• WORK INSTRUCTIONS: Can you copy out, word for word, the part of the listing that opens with the line containing "Where can the necklace" and runs through the end of the listing?

(Point labeling examples)
____________

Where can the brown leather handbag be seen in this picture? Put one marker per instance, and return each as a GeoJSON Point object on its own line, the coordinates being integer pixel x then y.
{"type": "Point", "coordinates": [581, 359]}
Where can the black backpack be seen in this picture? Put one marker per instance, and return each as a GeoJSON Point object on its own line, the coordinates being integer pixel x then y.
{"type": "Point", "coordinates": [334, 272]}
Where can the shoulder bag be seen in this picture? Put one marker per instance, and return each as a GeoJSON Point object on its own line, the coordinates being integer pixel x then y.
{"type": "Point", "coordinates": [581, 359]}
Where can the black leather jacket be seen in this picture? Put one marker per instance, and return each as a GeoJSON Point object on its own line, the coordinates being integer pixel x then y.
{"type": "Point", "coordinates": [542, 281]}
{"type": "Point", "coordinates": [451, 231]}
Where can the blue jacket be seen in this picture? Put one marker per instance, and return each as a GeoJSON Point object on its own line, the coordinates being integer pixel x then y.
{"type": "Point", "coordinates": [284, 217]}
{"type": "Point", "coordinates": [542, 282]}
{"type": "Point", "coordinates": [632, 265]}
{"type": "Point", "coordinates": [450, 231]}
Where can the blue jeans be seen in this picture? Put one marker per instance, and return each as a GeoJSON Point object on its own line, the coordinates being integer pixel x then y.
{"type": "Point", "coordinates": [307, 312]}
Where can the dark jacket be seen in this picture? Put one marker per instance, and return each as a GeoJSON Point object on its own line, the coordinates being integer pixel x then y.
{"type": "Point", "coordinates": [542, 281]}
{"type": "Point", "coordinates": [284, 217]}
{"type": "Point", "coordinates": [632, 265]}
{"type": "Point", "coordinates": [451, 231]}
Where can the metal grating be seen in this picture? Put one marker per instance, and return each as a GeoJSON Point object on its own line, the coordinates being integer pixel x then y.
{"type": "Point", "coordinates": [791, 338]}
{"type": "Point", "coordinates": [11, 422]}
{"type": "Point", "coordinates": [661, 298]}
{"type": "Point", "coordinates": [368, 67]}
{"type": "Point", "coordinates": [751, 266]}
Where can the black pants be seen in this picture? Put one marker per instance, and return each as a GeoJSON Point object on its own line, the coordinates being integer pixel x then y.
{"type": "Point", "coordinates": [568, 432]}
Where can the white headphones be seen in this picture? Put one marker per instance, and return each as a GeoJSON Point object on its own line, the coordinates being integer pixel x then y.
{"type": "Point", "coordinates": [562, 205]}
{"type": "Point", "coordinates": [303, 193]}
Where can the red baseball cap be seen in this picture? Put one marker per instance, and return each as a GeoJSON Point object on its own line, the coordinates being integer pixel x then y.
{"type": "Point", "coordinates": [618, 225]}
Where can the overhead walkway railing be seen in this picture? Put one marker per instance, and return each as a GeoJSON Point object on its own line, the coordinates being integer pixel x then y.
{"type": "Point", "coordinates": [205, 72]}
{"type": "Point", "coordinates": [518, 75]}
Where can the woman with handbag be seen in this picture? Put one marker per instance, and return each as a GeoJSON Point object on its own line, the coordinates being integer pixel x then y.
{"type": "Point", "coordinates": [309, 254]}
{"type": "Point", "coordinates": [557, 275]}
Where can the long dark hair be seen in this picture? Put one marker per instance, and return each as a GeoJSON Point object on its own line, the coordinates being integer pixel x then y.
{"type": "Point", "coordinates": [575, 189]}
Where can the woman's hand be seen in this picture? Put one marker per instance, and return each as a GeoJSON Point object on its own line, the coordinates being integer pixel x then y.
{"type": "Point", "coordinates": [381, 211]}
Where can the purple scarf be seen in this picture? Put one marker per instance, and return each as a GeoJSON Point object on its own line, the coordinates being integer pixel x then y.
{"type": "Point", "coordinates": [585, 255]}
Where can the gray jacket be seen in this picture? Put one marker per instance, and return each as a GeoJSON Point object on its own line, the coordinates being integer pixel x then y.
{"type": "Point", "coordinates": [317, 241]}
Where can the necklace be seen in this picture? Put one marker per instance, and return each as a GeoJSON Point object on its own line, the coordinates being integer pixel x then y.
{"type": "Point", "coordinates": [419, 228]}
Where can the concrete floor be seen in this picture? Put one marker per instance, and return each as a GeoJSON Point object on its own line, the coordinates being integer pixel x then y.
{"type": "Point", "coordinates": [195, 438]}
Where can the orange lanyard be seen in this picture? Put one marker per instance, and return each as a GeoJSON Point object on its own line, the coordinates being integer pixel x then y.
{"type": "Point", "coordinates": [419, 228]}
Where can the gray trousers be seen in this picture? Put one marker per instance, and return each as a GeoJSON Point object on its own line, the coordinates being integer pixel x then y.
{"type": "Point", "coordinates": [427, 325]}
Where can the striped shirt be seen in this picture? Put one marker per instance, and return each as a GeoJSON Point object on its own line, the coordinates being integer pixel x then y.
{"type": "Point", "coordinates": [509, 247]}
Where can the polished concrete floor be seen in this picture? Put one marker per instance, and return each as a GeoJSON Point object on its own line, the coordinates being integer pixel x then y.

____________

• RESULT BELOW:
Where can the necklace be seen in this picture? Put one marker per instance, and return each as a GeoJSON Point object on its own line, the coordinates being integer pixel x then y.
{"type": "Point", "coordinates": [419, 228]}
Where can the concrete floor be seen in this picture? Put one marker per instance, and return each as a GeoJSON Point object on its own line, the coordinates being integer pixel x then y.
{"type": "Point", "coordinates": [195, 438]}
Where can the orange lanyard be seen in this picture? Put one marker per instance, and return each as a GeoJSON Point object on its own line, the coordinates being integer pixel x then y.
{"type": "Point", "coordinates": [419, 228]}
Where can the gray trousers be seen in this picture? Put one marker per instance, and return each as a GeoJSON Point object on its own line, the coordinates being integer pixel x then y.
{"type": "Point", "coordinates": [427, 325]}
Where can the striped shirt be seen in this picture? Put one marker per instance, and return each as a GeoJSON Point object on its own line, the coordinates being integer pixel x then y.
{"type": "Point", "coordinates": [509, 247]}
Where can the polished concrete floor be seen in this picture? Put one marker per instance, and return each as a GeoJSON Point object on its own line, the coordinates being integer pixel x then y.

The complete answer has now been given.